• [Verilen görev A] Haber metnindeki “İnanıyoruz, güveniyoruz” sözleriyle başlayan paragrafı, ana bilgilerini koruyarak kısa maddeler hâlinde yeniden yazın.
• [Verilen görev B] Haber metninde geçen bütün yer adlarını listeleyin.
• [Verilen görev C] Aşağıdaki ifadelerin haber metniyle uyuşup uyuşmadığını belirtin ve her biri için metinden belirleyici sözleri aynen alıntılayın: (i) Özgür Özel, Candan Yüceer'in proje tanıtım toplantısına katıldı. (ii) Özel, ittifakın renklerinin mavi ve beyaz olduğunu söyledi. (iii) Haberin güncellenme tarihi, yayın tarihinden farklıdır.

• [Haber metni]
☆ ☆ ☆ ☆ ☆

CHP Lideri Özgür Özel Tekirdağ’dan seslendi: “İttifak Yok Diye Kimse Endişe Etmesin, İttifakımızın Adı Türkiye İttifakıdır”
Yayın:3 Mart 2024-19.14/Güncelleme: 3 Mart 2024-19.14
yenidunyagazetesi.com
Haber Merkezi/Ankara-
Cumhuriyet Halk Partisi Genel Başkanı Özgür Özel, Tekirdağ Belediye Başkan Adayı Candan Yüceer’in Proje Tanıtım Toplantısına katıldı.
“İnanıyoruz, güveniyoruz ve adaylarımızı Tekirdağlılara emanet ediyoruz,” diyen Özgür Özel, Tekirdağ’da geçen seçimde ittifaklar olduğunu, şimdi ise yok diye kimsenin endişe etmemesi gerektiğinin altını çizerek, şöyle konuştu: “Çok rakip var diye kimse endişe etmesin. Tekirdağ’da olan, Türkiye’de olan bir büyük ittifak var. Türkiye’deki ittifakımızın adı, Türkiye ittifakıdır. Renklerini ay yıldızlı al bayraktan alır, kırmızı ve beyazdır.”

☆ ☆ ☆ ☆ ☆

• [Toplanan malzeme]
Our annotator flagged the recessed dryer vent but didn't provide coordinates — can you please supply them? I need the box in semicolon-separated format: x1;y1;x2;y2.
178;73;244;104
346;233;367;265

☆ ☆ ☆ ☆ ☆

• [Doğru cevap A]
- Özgür Özel, adaylarına inandıklarını ve güvendiklerini, onları Tekirdağlılara emanet ettiklerini söyledi.
- Tekirdağ'da geçen seçimde ittifaklar olduğunu, şimdi ittifak yok diye kimsenin endişe etmemesi gerektiğini vurguladı.
- Çok rakip olmasından da kimsenin endişe etmemesini istedi.
- Tekirdağ'da ve Türkiye'de büyük bir ittifak bulunduğunu, bunun adının Türkiye ittifakı olduğunu belirtti.
- Bu ittifakın renklerini ay yıldızlı al bayraktan aldığını, renklerinin kırmızı ve beyaz olduğunu ifade etti.

• [Doğru cevap B] Tekirdağ, Ankara, Türkiye

• [Doğru cevap C]
(i) Evet: “Tekirdağ Belediye Başkan Adayı Candan Yüceer’in Proje Tanıtım Toplantısına katıldı.”
(ii) Hayır: “Renklerini ay yıldızlı al bayraktan alır, kırmızı ve beyazdır.”
(iii) Hayır: “Yayın:3 Mart 2024-19.14/Güncelleme: 3 Mart 2024-19.14”